• **Passage provided**:

November 28, 1954 – Death of Enrico Fermi, the Nobel Prize who achieved the first nuclear chain reaction
Italian physicist who went down in history for being the first to carry out the first self-sustained nuclear fission and for having devised the first mathematical method capable of describing the behaviour of certain types of subatomic particles.
Fermi specialised in physics, obtaining his doctorate in 1922 with a thesis on X-rays.
He studied at the University of Göttingen (Germany), where he broadened his knowledge with Max Born, one of the greatest scientists of quantum mechanics; at the University of Leiden (Netherlands), where he continued his research in the field of nuclear physics; and at the University of Florence, where he began to acquire prestige and fame, especially after he enunciated the so-called ‘Fermi-Dirac statistics’ in 1926.
Over time, the importance of this work on quantum statistics led to these particles being called fermions, in contrast to the bosons of the so-called ‘Bose-Einstein statistics’.
In 1933, he published his theory of radioactive beta decay, according to which a neutron emits an electron (ß-particle) and an antineutrino to become a proton. Soon after James Chadwick discovered the neutron, the Joliot-Curie couple discovered artificial radioactivity and were able to form new isotopes by bombarding various substances with alpha particles. Fermi reflected on both findings and deduced that the neutron, lacking an electric charge, might be a more suitable projectile than alpha particles for this type of bombardment; he then moved on to the experimental phase and, using slow neutrons which he had managed to slow down with paraffin, he bombarded sixty chemical elements and was able to generate forty new isotopes.

• **Exercise**:
Write what comes next in the piece on Enrico Fermi, picking up after its last sentence. The entries that come next are from a different source than this piece on Enrico Fermi.

• **Given information**:
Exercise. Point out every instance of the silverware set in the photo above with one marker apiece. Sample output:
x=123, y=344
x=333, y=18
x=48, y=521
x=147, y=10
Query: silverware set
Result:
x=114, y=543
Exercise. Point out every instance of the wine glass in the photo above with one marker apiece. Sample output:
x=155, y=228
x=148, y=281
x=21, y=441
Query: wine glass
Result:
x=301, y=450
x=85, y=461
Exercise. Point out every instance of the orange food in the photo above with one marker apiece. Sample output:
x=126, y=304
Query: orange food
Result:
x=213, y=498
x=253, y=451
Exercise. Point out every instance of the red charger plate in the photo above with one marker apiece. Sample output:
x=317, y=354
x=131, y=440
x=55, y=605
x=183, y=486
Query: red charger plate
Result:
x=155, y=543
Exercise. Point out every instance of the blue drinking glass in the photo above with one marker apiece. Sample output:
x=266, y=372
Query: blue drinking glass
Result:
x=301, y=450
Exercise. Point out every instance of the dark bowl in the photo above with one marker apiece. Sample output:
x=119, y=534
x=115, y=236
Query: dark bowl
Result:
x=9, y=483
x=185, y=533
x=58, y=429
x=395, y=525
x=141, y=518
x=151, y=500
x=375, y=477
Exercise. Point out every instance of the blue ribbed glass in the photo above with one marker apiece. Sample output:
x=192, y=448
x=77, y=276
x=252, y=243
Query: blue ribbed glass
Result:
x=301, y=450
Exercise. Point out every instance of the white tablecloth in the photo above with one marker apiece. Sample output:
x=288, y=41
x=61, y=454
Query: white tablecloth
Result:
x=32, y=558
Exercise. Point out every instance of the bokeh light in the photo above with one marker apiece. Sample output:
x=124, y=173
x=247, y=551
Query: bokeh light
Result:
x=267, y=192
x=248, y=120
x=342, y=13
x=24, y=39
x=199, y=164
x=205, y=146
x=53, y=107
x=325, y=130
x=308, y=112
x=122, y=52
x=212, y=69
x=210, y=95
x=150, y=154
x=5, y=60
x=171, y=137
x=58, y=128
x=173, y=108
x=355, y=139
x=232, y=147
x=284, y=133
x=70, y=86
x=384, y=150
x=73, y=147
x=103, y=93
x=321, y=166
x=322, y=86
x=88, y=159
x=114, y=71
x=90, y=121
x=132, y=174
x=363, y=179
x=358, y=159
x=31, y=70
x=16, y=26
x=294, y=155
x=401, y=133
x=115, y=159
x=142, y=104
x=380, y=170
--
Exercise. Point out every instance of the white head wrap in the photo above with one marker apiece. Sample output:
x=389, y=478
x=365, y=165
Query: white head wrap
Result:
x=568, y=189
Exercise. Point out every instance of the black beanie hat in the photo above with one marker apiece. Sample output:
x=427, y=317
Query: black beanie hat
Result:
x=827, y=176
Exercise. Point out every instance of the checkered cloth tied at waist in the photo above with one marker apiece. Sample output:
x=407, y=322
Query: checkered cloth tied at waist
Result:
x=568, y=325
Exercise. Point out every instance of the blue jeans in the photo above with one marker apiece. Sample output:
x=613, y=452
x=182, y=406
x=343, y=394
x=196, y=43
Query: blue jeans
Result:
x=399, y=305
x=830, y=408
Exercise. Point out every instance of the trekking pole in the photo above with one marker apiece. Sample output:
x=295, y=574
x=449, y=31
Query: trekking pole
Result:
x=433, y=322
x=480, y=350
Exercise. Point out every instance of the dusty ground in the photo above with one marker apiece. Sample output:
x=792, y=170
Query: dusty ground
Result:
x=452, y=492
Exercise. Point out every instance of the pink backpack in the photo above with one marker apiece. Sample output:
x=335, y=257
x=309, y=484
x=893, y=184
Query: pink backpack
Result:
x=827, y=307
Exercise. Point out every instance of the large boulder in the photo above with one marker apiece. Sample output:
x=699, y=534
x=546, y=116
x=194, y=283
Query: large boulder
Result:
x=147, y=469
--
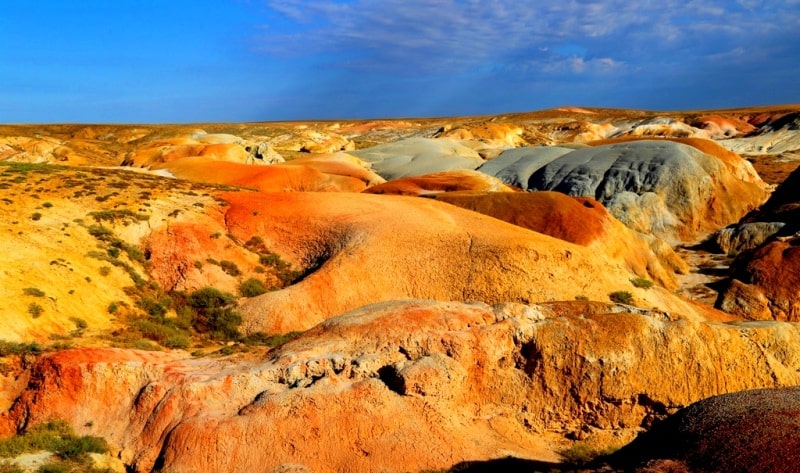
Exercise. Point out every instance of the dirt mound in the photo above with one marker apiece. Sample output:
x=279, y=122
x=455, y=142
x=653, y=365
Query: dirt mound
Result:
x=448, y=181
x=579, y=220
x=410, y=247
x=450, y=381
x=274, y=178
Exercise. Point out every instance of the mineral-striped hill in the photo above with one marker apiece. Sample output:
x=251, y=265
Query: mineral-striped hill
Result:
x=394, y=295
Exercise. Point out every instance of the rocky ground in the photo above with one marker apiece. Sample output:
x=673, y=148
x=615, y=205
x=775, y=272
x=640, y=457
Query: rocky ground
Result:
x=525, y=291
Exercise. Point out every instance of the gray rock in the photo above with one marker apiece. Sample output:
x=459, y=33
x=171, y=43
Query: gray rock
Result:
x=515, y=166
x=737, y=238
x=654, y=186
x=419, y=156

• **Output of the exercise**:
During that decade he not only disseminated his knowledge in the United States, but also in Europe and South America, which allowed him to surround himself with a team of great collaborators with whom he was able to analyse in depth the delay experienced by the neutron in hydrogenated materials. In addition, he carried out an extensive study of a large number of artificially radioactive substances, all produced by the capture of slow neutrons by atomic nuclei, obtaining a series of important data on radioactivity such as the discovery of nuclear reactions by bombardment with slow neutrons, This led him to receive, at the age of 40, the Nobel Prize in Physics in 1938 for demonstrating the existence of new radioactive elements produced by neutron irradiation and for the discovery of nuclear reactions by bombardment with slow neutrons.
In 1939, due to the political situation in Italy, he decided to emigrate to the United States, where he became a professor of physics at the prestigious Columbia University (New York). It was there that he received news of the discovery of uranium fission by Otto Hahn and Friedrich Strassman, and began to study it in depth because he saw the possibility of achieving the emission of secondary neutrons and thus giving rise to a chain reaction.
In honor of his memory, not only were the particles named fermions after him, but the chemical element number 100 on the periodic table is also named fermium.